Identify each line in the listing below that contains the string "shirt" and copy those lines out in full. Treat uppercase and lowercase as different.

- - -

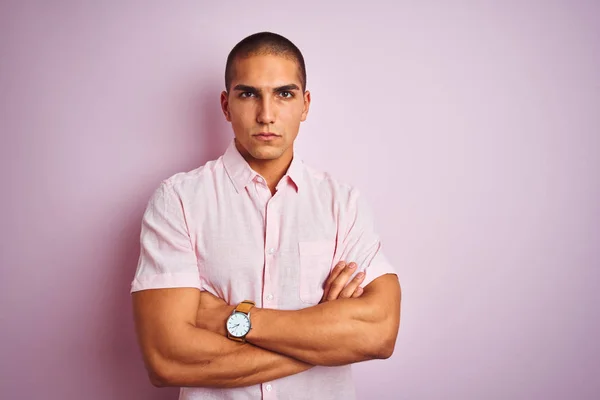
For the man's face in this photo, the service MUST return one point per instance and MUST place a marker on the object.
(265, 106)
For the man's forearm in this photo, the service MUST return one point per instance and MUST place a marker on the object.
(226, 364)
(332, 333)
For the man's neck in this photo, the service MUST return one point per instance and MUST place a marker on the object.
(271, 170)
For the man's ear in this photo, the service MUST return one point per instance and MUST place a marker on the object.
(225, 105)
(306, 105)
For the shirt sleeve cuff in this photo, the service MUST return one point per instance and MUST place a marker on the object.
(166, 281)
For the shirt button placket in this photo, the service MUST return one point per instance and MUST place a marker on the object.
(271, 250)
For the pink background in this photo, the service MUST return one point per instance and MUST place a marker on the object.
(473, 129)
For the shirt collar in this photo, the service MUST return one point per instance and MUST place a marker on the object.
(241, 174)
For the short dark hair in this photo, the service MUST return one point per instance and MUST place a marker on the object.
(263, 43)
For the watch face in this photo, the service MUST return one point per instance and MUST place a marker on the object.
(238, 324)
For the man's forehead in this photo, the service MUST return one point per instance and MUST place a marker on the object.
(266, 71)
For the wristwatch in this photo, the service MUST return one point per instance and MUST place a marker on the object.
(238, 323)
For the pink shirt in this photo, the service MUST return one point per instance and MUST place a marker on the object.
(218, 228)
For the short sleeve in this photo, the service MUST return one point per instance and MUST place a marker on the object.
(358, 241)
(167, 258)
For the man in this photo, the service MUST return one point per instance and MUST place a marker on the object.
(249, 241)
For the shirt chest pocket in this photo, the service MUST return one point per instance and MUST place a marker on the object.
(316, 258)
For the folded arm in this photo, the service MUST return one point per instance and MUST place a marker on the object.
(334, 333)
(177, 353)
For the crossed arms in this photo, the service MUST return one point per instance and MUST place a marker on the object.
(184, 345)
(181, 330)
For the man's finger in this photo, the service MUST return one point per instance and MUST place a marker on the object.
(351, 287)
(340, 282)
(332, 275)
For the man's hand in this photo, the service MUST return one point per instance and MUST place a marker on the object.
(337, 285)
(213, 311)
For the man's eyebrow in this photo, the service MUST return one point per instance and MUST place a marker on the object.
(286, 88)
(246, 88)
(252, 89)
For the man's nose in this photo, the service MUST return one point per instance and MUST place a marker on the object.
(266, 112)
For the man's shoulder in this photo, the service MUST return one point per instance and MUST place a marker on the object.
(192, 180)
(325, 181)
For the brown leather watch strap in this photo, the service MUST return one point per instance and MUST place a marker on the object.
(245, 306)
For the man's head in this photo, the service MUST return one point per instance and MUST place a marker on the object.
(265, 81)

- - -

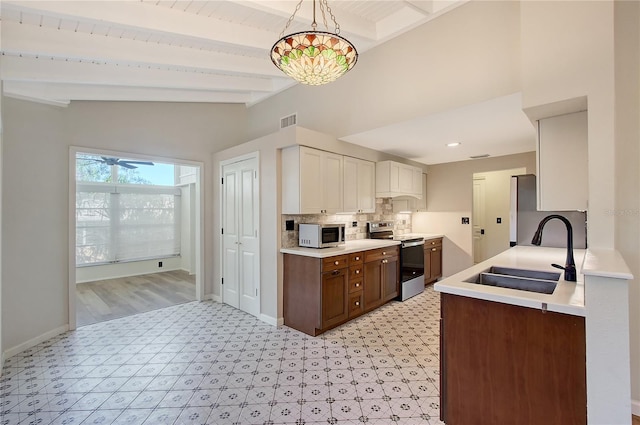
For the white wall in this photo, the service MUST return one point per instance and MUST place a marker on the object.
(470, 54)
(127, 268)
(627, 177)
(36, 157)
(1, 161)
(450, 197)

- - -

● The result
For the shirt sleeve cuff in this photo, the service MUST return one point per instance and MUST place a marker on the object.
For the shirt button placket in this photo, the service MUST return one point per instance and MUST place a marker on the object.
For the shirt collar in this photo, the service MUST return one point per instance and MUST place a marker on the object.
For the pink shirt in this photo, the service MUST return one point per instance and MUST place a marker on the object.
For the shirt chest pocket in this photo, the service MUST return one point per instance and MUST place a marker on the object.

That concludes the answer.